Task requirements =>
a) What is this sentence from the psychological evaluation excerpt in Spanish: "Current test results are generally congruent with the results of past psychoeducational testing conducted by a school psychologist."
b) Can you reproduce the portion of the psychological evaluation excerpt that begins at the words "In summary, testing" and stops after "a school psychologist."?

Excerpt provided Start Marker

On May 20, 2010, at age 44, Plaintiff underwent a psychological evaluation by Dr. Mark McClain of Behavioral Associates, in order to aid in determining Plaintiff's eligibility for SSI. [R. 263.] Dr. McClain administered the Welcher Adult Intelligence Scale-IV ("WAIS-IV") on which Plaintiff scored a Full Scale Score of 69. [R. 264.] Dr. McClain opined that Plaintiff's results "suggest that there is a 95% probability that [Plaintiff's] true Full Scale IQ score will fall between 66-75. This places him in the extremely high end of the mild range of mental retardation through borderline range of intelligence as measured by this instrument." [R. 264-265.] Dr. McClain further opined that Plaintiff "obtained scores in the deficient range on the Word Reading, Spelling, and Math Computation subtests of the WRAT-4" [R 265] and indicated his diagnosis as "rule/out 317 mild mental retardation vs V62.89 borderline intellectual functioning." [R. 266.] Dr. McClain also explained:

In summary, testing results, behavioral observation and clinical interview reflect a 44-yer-old [sic] male who is currently functioning in the mild range of mental retardation through borderline range of intelligence and in the deficient range of overall academic achievement as measured by the WIS-IV and WRAT-4 respectively. Current test results are generally congruent with the results of past psychoeducational testing conducted by a school psychologist.

Excerpt provided End Marker
Given records Start Marker

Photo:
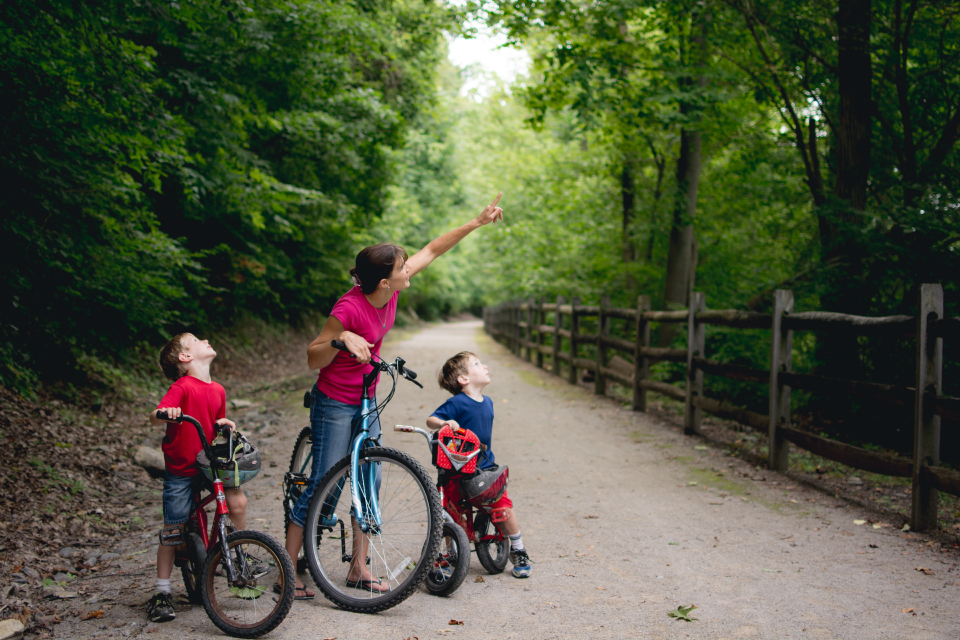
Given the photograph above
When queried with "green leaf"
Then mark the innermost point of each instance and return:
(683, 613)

Given records End Marker
Given records Start Marker

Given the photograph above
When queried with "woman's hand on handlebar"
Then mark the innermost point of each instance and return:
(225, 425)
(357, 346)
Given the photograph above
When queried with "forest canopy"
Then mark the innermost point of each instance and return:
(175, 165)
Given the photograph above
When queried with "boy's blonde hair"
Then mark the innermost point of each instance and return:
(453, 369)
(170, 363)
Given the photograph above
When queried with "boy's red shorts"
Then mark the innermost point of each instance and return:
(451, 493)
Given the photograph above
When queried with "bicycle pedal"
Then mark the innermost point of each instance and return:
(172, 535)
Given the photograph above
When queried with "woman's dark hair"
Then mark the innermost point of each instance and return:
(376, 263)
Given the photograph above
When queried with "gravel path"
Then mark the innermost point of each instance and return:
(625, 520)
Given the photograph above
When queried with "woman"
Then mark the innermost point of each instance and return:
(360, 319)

Given records End Marker

Answers by task =>
a) Los resultados actuales de las pruebas son, en general, congruentes con los resultados de las pruebas psicoeducativas anteriores realizadas por un psicólogo escolar.

b)
In summary, testing results, behavioral observation and clinical interview reflect a 44-yer-old [sic] male who is currently functioning in the mild range of mental retardation through borderline range of intelligence and in the deficient range of overall academic achievement as measured by the WIS-IV and WRAT-4 respectively. Current test results are generally congruent with the results of past psychoeducational testing conducted by a school psychologist.